─── Page extract
They had 5 children all baptized at Thomastown. Ellen was baptized 23 Aug 1836, 8 days after the parents wedding. This was definitely the oddest thing I’ve found in looking at the records! I double checked the dates on both the marriage and this baptism to make sure I had the correct records. Their other children were Elizabeth (1839), Anastasia (1840), Mary (1842), and Rose (1846), see figure 3. Following this family I could not find civil death records from Thomas or Elizabeth. It’s possible they died prior to the 1864 beginning of civil death records. I also couldn’t find any marriage records for any of the daughters, nor civil death records for any of them. Either the family all died, perhaps in the famine, or they emigrated from Ireland.
Next I looked for Andrew Barry, who appeared in the Griffiths Valuation for Stoneen. Andrew Barry is the son of John Barry and Mary Barron baptized at Thomastown Catholic church in 1814. The family residence was given as Stoneen. Other children of this family were Laurence (1818), Thomas #2 (1823), and Margaret (1827). Thomas #2 cannot be Thomas #1 as he would only be 13 in 1836 when Thomas #1 married.
Thomas #2 married Ellen Ryan at Tullaherin Catholic church 30 Aug 1854. Thomas and Ellen’s children were: Patrick (1855), Maryann (1857), Judith (1860), Andrew (1866), Bridget (1867), Margaret (1870), Ellen (1873), and Johanna (1876), see figure 4. Thomas #2 died 17 Feb 1898, age 75, which agrees with his being born in 1823. He was a laborer and the informant was Ellen Barry, likely his wife or perhaps his daughter Ellen.
I found an extensive tree for Thomas #2 on Ancestry, and there is a photo of the family tombstone in Kilfane Cemetery. Bernie and Mary sent me information about this tombstone that was erected by Ellen Ryan Barry in memory of her husband, Thomas. It also has information about their children: Mary Ann, Johanna, Bridget, Margaret, and Andrew who died young, as well as their daughter Johanna Walsh, her husband Walter and their daughter Anne.
Is Thomas #2 the one on Griffiths Valuation in Stoneen? As the 4th son in the family his brother Andrew would have inherited the land from his father, so it seems unlikely. Could Thomas #2 have inherited a farm from his father-in-law?
There is an Ellen Ryan, daughter of Edmund Ryan and Mary Flannery baptized 1 Feb 1834, who is likely the Ellen Ryan who married Thomas #2. Edward Ryan is in the Tithe Applotment in Stoneen as well as being in Griffiths Valuation in Stoneen along with Andrew Barry and Thomas Barry, see circled names in figure 2. This makes it unlikely that he gave his farm to son-in-law Thomas Barry #2. Also Thomas #2 death record said he was a laborer and not a farmer. Thomas Barry #2 is not the one in Griffiths Valuations in Stoneen.
At this point I’ve not been able to prove my hypothesis that Thomas Barry baptized at Thomastown in 1812 is my 2nd great grandfather. More research is needed.
I have a DNA match to a Barry family who lived in Sugarstown, Kilfane, Kilkenny, but I don’t know how my Barry family connects to them. Kilfane is in the Thomastown Catholic parish. There’s a Thomas Barry baptism there in 1812, which is about when my 2nd great grandfather was born based on his age at death. I have a hypothesis that this Thomas Barry is my 2nd great grandfather. John Barry and Ellen Shea were the parents of that Thomas and had 4 other children; Alexander, Paul, Margaret and Judith. Alexander and Paul are unusual names which made it easy to follow Alexander’s family down to a potential 4th cousin. She had done DNA test, but we did not match. There’s a 55% chance that 4th cousins won’t share any DNA.
──────
─── Data supplied
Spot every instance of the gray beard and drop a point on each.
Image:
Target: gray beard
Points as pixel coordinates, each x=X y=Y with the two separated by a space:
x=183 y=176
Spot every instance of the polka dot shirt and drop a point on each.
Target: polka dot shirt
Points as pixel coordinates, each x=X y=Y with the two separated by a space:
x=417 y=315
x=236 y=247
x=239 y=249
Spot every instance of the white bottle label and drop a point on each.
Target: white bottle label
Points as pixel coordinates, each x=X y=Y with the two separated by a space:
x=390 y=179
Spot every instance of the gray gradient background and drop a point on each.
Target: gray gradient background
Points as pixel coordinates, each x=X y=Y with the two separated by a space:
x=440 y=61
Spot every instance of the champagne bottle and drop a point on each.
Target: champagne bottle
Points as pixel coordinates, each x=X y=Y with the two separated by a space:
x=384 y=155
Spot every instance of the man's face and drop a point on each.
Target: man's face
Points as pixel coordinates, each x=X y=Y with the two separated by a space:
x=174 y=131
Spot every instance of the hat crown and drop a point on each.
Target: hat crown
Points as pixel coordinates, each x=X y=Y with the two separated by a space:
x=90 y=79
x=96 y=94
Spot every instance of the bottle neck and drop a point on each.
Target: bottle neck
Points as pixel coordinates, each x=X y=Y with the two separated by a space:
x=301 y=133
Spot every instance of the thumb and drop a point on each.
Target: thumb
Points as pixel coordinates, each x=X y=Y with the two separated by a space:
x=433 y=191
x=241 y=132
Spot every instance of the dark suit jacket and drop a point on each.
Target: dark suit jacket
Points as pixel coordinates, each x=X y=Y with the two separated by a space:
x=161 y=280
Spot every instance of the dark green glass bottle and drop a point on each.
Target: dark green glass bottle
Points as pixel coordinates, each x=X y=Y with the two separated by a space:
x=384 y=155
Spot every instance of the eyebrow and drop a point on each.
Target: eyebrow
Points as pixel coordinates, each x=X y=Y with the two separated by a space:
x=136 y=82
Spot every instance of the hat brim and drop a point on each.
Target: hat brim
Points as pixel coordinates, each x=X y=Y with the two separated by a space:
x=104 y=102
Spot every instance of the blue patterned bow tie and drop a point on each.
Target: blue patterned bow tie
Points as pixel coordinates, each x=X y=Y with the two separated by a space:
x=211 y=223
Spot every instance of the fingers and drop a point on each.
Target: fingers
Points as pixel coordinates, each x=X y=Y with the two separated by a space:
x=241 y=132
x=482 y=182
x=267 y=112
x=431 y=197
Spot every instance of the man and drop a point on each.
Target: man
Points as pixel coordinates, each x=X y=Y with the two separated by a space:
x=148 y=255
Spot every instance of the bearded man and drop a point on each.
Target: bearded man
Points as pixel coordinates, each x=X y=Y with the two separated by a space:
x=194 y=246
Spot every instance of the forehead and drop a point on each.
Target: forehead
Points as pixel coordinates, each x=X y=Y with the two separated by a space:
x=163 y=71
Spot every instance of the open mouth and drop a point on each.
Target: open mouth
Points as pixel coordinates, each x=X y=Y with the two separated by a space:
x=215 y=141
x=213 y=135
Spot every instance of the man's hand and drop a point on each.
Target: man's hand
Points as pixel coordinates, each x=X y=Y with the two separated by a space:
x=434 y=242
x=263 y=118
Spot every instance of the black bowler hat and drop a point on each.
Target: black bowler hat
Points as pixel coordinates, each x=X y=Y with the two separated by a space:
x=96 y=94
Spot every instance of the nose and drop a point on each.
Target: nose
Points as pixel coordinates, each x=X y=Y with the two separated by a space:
──────
Actions to take
1 > From the Barry family text, pull out the passage starting with "Next I looked" and going on through "his daughter Ellen.".
2 > Render this sentence from the Barry family text in Spanish: "Kilfane is in the Thomastown Catholic parish."

Answers to the exercise
1 >
Next I looked for Andrew Barry, who appeared in the Griffiths Valuation for Stoneen. Andrew Barry is the son of John Barry and Mary Barron baptized at Thomastown Catholic church in 1814. The family residence was given as Stoneen. Other children of this family were Laurence (1818), Thomas #2 (1823), and Margaret (1827). Thomas #2 cannot be Thomas #1 as he would only be 13 in 1836 when Thomas #1 married.
Thomas #2 married Ellen Ryan at Tullaherin Catholic church 30 Aug 1854. Thomas and Ellen’s children were: Patrick (1855), Maryann (1857), Judith (1860), Andrew (1866), Bridget (1867), Margaret (1870), Ellen (1873), and Johanna (1876), see figure 4. Thomas #2 died 17 Feb 1898, age 75, which agrees with his being born in 1823. He was a laborer and the informant was Ellen Barry, likely his wife or perhaps his daughter Ellen.

2 > Kilfane está en la parroquia católica de Thomastown.